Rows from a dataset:

** begin **

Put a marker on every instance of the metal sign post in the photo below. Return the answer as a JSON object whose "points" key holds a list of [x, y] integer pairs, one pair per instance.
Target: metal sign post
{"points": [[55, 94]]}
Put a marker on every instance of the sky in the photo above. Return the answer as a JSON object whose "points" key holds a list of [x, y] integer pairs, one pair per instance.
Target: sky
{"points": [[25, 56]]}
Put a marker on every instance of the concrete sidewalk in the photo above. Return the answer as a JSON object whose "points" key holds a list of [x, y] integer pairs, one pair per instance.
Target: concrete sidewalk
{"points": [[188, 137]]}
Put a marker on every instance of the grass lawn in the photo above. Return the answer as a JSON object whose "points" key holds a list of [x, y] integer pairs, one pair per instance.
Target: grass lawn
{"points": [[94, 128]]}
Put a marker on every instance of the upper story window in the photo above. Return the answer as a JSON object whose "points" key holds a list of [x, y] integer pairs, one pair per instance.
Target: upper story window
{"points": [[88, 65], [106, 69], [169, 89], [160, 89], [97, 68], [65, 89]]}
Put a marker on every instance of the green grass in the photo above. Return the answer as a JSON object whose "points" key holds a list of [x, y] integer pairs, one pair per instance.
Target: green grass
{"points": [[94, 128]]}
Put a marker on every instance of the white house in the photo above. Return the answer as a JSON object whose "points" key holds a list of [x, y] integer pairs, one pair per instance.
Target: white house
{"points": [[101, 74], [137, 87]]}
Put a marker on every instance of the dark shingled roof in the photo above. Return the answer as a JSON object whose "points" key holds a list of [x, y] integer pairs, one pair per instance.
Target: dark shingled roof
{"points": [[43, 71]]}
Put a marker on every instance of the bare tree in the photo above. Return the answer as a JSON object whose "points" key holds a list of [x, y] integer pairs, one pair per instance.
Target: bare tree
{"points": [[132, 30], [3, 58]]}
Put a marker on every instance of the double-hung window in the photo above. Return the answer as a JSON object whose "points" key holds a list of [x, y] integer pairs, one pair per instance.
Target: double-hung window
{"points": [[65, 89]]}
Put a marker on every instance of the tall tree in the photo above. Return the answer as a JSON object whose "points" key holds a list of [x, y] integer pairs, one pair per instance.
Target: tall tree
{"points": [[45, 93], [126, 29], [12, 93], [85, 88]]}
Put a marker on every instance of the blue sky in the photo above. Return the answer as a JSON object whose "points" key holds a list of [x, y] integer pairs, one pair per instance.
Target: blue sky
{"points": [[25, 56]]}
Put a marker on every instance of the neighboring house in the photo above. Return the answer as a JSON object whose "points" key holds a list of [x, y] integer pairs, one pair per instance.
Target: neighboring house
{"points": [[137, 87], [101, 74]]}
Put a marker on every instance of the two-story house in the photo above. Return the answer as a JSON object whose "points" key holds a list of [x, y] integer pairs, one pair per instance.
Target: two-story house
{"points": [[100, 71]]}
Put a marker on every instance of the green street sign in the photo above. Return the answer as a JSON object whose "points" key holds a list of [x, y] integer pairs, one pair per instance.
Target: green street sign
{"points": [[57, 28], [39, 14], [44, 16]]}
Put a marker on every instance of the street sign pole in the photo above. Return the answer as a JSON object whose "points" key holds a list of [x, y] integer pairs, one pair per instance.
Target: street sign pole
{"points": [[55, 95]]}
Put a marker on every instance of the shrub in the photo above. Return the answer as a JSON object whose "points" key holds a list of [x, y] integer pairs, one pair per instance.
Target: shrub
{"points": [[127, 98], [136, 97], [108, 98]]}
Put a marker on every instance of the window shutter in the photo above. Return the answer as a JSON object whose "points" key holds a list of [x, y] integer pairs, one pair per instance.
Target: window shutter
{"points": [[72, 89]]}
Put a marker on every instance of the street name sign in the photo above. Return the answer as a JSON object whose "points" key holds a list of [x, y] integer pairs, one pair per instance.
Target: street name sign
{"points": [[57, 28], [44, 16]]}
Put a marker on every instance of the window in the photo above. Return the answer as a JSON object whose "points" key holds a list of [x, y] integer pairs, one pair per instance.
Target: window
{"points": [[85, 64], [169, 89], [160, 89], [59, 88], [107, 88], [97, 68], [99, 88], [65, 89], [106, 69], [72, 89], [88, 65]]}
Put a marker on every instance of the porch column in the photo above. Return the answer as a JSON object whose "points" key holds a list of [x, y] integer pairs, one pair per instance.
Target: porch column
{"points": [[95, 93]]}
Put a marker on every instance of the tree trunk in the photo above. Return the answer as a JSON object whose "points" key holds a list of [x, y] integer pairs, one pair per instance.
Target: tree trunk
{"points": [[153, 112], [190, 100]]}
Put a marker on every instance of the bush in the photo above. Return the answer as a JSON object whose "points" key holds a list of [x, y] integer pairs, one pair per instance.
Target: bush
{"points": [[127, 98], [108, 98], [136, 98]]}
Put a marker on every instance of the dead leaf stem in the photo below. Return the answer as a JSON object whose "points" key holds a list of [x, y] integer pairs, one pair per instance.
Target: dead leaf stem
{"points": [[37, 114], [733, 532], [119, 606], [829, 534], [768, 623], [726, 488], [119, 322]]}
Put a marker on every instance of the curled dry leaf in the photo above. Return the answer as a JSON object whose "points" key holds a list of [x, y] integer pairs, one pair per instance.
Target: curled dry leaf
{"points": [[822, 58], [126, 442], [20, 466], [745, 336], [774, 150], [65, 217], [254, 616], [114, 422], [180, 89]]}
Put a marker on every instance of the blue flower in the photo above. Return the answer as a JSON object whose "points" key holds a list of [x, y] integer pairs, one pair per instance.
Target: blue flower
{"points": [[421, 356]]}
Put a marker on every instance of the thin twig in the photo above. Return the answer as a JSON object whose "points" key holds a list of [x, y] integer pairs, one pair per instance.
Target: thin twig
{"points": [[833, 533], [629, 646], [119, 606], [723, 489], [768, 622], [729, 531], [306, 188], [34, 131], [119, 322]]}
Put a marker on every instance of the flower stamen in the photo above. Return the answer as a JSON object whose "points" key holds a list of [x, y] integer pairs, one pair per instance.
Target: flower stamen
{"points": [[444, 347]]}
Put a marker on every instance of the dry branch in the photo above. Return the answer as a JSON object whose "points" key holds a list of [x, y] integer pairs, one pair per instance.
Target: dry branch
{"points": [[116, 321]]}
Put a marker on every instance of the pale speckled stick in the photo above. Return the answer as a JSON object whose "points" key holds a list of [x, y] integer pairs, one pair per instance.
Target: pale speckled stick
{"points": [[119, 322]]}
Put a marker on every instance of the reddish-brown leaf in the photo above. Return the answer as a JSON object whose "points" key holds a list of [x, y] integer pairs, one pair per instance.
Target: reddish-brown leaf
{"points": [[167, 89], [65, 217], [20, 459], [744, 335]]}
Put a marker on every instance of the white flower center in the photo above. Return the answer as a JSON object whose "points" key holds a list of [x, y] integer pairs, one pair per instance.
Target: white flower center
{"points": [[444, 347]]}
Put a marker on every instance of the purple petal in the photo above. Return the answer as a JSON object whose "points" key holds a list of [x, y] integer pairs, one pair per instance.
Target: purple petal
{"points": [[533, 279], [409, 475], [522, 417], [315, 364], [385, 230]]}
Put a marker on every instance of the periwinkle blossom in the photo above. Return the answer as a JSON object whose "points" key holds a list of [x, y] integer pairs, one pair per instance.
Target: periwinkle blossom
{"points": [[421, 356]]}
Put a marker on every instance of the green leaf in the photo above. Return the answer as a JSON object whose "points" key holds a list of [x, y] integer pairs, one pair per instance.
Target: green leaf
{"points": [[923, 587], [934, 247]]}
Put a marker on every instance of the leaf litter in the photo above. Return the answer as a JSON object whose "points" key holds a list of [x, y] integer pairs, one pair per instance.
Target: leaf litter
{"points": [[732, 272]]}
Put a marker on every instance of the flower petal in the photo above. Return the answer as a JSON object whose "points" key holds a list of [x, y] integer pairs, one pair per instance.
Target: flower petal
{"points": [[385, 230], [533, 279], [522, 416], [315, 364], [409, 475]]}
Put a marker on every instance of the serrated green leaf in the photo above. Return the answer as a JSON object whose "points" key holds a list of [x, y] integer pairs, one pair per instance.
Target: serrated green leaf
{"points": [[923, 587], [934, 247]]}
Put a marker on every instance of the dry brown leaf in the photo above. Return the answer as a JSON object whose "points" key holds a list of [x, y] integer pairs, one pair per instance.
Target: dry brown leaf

** end **

> [Aim of the task] Each line from the one containing "Put a marker on every instance of the flower petal" to the end of the listing above should be copied exactly, and nothing else.

> [Result of the task]
Put a marker on every instance of the flower petal in the photo above. Return the answer as a JSON object whose "points" key holds a list of [x, y] integer pairs, one pair per instance.
Target: flower petal
{"points": [[385, 230], [533, 279], [522, 416], [315, 364], [409, 475]]}
Put a marker on every instance of the serrated green leaf in the photo above. Return the answer as a JSON object whose "points" key holds a list of [x, y] integer pairs, one pair per instance.
Target: serrated green leaf
{"points": [[923, 587], [934, 247]]}
Put a marker on every instance of the dry brown leaf in the photo above. Return the answer as a JSON object whose "points" key holds a list of [x, y] integer pairs, one pair per instance.
Target: dry brown leaf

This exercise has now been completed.